*Records for the task*:
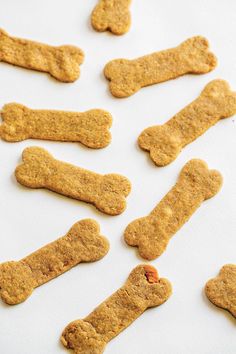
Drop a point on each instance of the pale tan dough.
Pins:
(152, 233)
(83, 243)
(40, 170)
(60, 62)
(142, 290)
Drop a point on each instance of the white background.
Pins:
(187, 323)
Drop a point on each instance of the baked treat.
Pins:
(142, 290)
(41, 170)
(221, 291)
(112, 15)
(151, 234)
(90, 128)
(166, 141)
(190, 57)
(60, 62)
(83, 243)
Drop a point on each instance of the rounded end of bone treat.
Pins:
(81, 337)
(122, 77)
(114, 19)
(16, 282)
(225, 99)
(219, 290)
(164, 145)
(154, 290)
(208, 182)
(114, 189)
(14, 127)
(196, 55)
(65, 67)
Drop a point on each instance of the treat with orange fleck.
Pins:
(92, 334)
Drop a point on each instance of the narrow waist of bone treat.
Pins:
(115, 314)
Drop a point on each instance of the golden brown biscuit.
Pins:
(41, 170)
(142, 290)
(152, 233)
(83, 243)
(190, 57)
(91, 128)
(112, 15)
(221, 291)
(166, 141)
(60, 62)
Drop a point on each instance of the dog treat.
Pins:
(221, 291)
(166, 141)
(190, 57)
(91, 128)
(61, 62)
(83, 243)
(142, 290)
(41, 170)
(152, 233)
(112, 15)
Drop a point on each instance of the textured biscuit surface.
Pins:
(128, 76)
(41, 170)
(112, 15)
(166, 141)
(83, 243)
(60, 62)
(221, 291)
(91, 128)
(142, 290)
(152, 233)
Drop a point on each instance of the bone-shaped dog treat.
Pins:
(152, 233)
(83, 243)
(142, 290)
(221, 291)
(61, 62)
(112, 15)
(41, 170)
(91, 128)
(128, 76)
(166, 141)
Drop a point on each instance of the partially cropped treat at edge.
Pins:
(165, 142)
(142, 290)
(129, 76)
(112, 15)
(61, 62)
(83, 243)
(221, 290)
(90, 128)
(152, 233)
(40, 170)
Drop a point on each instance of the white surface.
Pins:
(187, 323)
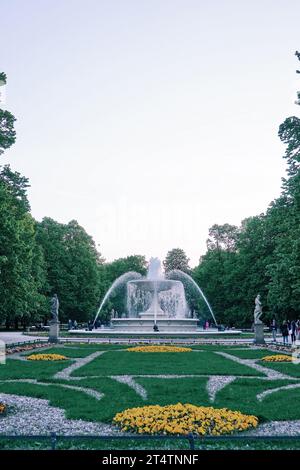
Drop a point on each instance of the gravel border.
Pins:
(270, 373)
(87, 391)
(129, 380)
(35, 416)
(216, 383)
(78, 362)
(265, 393)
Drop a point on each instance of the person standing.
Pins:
(274, 328)
(293, 331)
(298, 329)
(285, 333)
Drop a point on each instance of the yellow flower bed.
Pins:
(159, 349)
(277, 358)
(2, 408)
(183, 419)
(46, 357)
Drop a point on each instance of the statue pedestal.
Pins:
(54, 331)
(259, 333)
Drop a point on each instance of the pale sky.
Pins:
(148, 121)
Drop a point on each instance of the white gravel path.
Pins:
(87, 391)
(277, 428)
(65, 374)
(264, 394)
(129, 380)
(216, 383)
(270, 373)
(35, 416)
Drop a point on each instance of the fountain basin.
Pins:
(145, 325)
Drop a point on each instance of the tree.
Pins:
(72, 267)
(176, 259)
(21, 263)
(222, 237)
(7, 120)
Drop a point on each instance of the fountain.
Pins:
(154, 302)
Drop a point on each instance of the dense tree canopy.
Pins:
(176, 259)
(72, 267)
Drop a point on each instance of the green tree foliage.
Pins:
(222, 237)
(176, 259)
(7, 120)
(263, 255)
(21, 262)
(72, 263)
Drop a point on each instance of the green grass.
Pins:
(68, 352)
(132, 363)
(14, 369)
(239, 395)
(249, 353)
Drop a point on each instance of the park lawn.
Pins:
(95, 346)
(249, 353)
(133, 363)
(215, 347)
(175, 390)
(241, 395)
(285, 368)
(16, 369)
(68, 352)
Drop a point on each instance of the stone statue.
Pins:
(54, 308)
(258, 310)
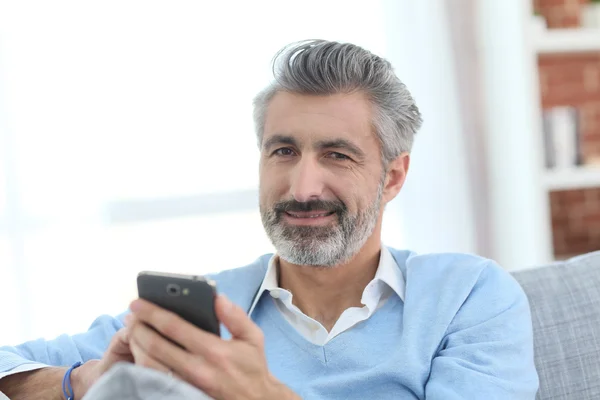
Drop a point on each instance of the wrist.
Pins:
(82, 378)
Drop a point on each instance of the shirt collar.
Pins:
(388, 272)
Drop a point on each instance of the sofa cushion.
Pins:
(565, 306)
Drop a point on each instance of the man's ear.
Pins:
(395, 176)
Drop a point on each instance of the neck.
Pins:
(323, 293)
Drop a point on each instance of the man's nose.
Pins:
(307, 180)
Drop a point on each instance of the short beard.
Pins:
(324, 246)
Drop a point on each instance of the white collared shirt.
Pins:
(388, 280)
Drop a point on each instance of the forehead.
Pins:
(307, 117)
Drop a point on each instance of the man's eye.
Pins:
(284, 151)
(338, 156)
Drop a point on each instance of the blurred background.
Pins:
(127, 144)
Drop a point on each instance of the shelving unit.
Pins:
(561, 41)
(573, 178)
(566, 40)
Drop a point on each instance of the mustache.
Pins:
(312, 205)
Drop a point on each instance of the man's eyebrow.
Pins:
(279, 139)
(341, 144)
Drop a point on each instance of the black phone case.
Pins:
(197, 306)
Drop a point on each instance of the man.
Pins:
(334, 314)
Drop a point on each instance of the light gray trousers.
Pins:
(126, 381)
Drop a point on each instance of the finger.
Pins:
(152, 350)
(160, 348)
(120, 342)
(237, 321)
(143, 359)
(174, 327)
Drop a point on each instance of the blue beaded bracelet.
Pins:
(67, 388)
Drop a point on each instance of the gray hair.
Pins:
(320, 67)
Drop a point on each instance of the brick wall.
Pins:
(574, 80)
(575, 221)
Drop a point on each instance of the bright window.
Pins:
(123, 105)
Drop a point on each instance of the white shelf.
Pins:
(574, 178)
(566, 40)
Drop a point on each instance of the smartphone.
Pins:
(192, 297)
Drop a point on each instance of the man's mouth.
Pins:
(309, 214)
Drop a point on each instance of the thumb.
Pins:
(237, 321)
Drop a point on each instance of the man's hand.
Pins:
(223, 369)
(45, 383)
(84, 377)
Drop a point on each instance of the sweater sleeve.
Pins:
(487, 351)
(62, 351)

*Aim of the task*:
The pictures in the data should be omitted, and every remaining line set down exactly.

*Reply to the exercise*:
Drop a point on each instance of the pale tan dough.
Pins:
(152, 233)
(83, 243)
(40, 170)
(60, 62)
(142, 290)
Drop a point on each instance of the white background.
Pins:
(187, 323)
Drop a point on each instance of the baked treat.
Pins:
(142, 290)
(41, 170)
(221, 291)
(112, 15)
(151, 234)
(90, 128)
(166, 141)
(190, 57)
(60, 62)
(83, 243)
Drop a point on each instance of the rounded end of bone treat.
Pins:
(81, 337)
(122, 77)
(114, 19)
(16, 282)
(225, 99)
(219, 290)
(164, 145)
(154, 290)
(208, 182)
(114, 189)
(14, 127)
(196, 55)
(65, 67)
Drop a point on each instance of the treat with orange fleck.
Pins:
(92, 334)
Drop a point on each instance of the narrow waist of bone treat.
Pins:
(115, 314)
Drop a point on each instance of the golden brown biscuit.
Pins:
(41, 170)
(142, 290)
(152, 233)
(83, 243)
(190, 57)
(91, 128)
(112, 15)
(221, 291)
(166, 141)
(60, 62)
Drop a point on each instance of the dog treat.
Pins:
(221, 291)
(166, 141)
(190, 57)
(91, 128)
(61, 62)
(83, 243)
(142, 290)
(41, 170)
(152, 233)
(112, 15)
Drop a point on each instance of the textured biscuit surface.
Pins:
(128, 76)
(41, 170)
(112, 15)
(166, 141)
(83, 243)
(60, 62)
(221, 291)
(91, 128)
(142, 290)
(152, 233)
Drop a point on each instance of the bone-shaped dog treat.
Pins:
(152, 233)
(83, 243)
(142, 290)
(221, 291)
(61, 62)
(112, 15)
(41, 170)
(91, 128)
(128, 76)
(166, 141)
Drop a point on each instance of the partially cropped treat at edge.
Pins:
(165, 142)
(142, 290)
(129, 76)
(112, 15)
(61, 62)
(83, 243)
(221, 290)
(90, 128)
(152, 233)
(40, 170)
Drop a point on each instance of the white surface.
Pins:
(187, 323)
Drop a point on each instance of the gravel border.
Pins:
(270, 373)
(87, 391)
(129, 380)
(35, 416)
(216, 383)
(78, 362)
(265, 393)
Drop a point on each instance of the person standing.
Pins:
(274, 328)
(293, 331)
(298, 329)
(285, 333)
Drop a point on each instance of the yellow flower bed.
Pins:
(159, 349)
(277, 358)
(2, 408)
(183, 419)
(46, 357)
Drop a point on each instance of the statue pedestal.
Pins:
(54, 331)
(259, 333)
Drop a point on each instance of the pale sky.
Pins:
(148, 121)
Drop a point on each instance of the white gravel path.
Pins:
(87, 391)
(277, 428)
(65, 374)
(264, 394)
(129, 380)
(216, 383)
(270, 373)
(35, 416)
Drop a point on each instance of the fountain basin.
Pins:
(145, 325)
Drop a point on each instance of the tree.
Pins:
(72, 267)
(176, 259)
(21, 263)
(222, 237)
(7, 120)
Drop a point on each instance of the fountain.
Pins:
(154, 302)
Drop a point on each instance of the dense tree canopy.
Pins:
(176, 259)
(72, 267)
Drop a point on each instance of the green tree foliage.
Pins:
(222, 237)
(176, 259)
(7, 120)
(263, 255)
(21, 262)
(72, 263)
Drop a point on each instance of the green grass.
Pins:
(68, 352)
(132, 363)
(14, 369)
(239, 395)
(249, 353)
Drop a point on each instance of the park lawn.
Pins:
(95, 346)
(249, 353)
(133, 363)
(215, 347)
(175, 390)
(241, 395)
(285, 368)
(16, 369)
(68, 352)
Drop a point on each instance of the stone statue.
Pins:
(54, 308)
(258, 310)
Drop a point on each instance of the wrist.
Pins:
(82, 378)
Drop a point on each instance of the shirt collar.
Pins:
(388, 272)
Drop a point on each instance of the sofa cushion.
Pins:
(565, 306)
Drop a point on each instance of the man's ear.
Pins:
(395, 176)
Drop a point on each instance of the neck.
Pins:
(323, 293)
Drop a point on each instance of the man's nose.
Pins:
(307, 180)
Drop a point on each instance of the short beard.
Pins:
(324, 246)
Drop a point on each instance of the white collared shirt.
Pins:
(388, 280)
Drop a point on each instance of the forehead.
Pins:
(307, 117)
Drop a point on each instance of the man's eye.
Pins:
(284, 151)
(338, 156)
Drop a point on each instance of the blurred background.
Pins:
(127, 144)
Drop a point on each instance of the shelving unit.
Pins:
(561, 41)
(573, 178)
(566, 40)
Drop a point on each instance of the mustache.
Pins:
(312, 205)
Drop a point on each instance of the man's eyebrow.
Pins:
(279, 139)
(341, 144)
Drop a point on each instance of the black phone case.
Pins:
(197, 306)
Drop a point on each instance of the man.
Pins:
(334, 314)
Drop a point on each instance of the light gray trousers.
Pins:
(126, 381)
Drop a point on each instance of the finger.
Pins:
(152, 350)
(160, 348)
(120, 342)
(237, 321)
(143, 359)
(174, 327)
Drop a point on each instance of the blue beaded bracelet.
Pins:
(67, 388)
Drop a point on each instance of the gray hair.
Pins:
(320, 67)
Drop a point on each instance of the brick wall.
Pins:
(574, 80)
(575, 221)
Drop a point on each instance of the bright window.
Pins:
(123, 105)
Drop a point on each instance of the white shelf.
Pins:
(574, 178)
(566, 40)
Drop a point on each instance of the smartphone.
Pins:
(192, 297)
Drop a point on each instance of the man's mouth.
Pins:
(309, 214)
Drop a point on each instance of the thumb.
Pins:
(237, 321)
Drop a point on each instance of the man's hand.
Pins:
(223, 369)
(45, 383)
(84, 377)
Drop a point on each instance of the sweater sleeve.
Pins:
(487, 351)
(62, 351)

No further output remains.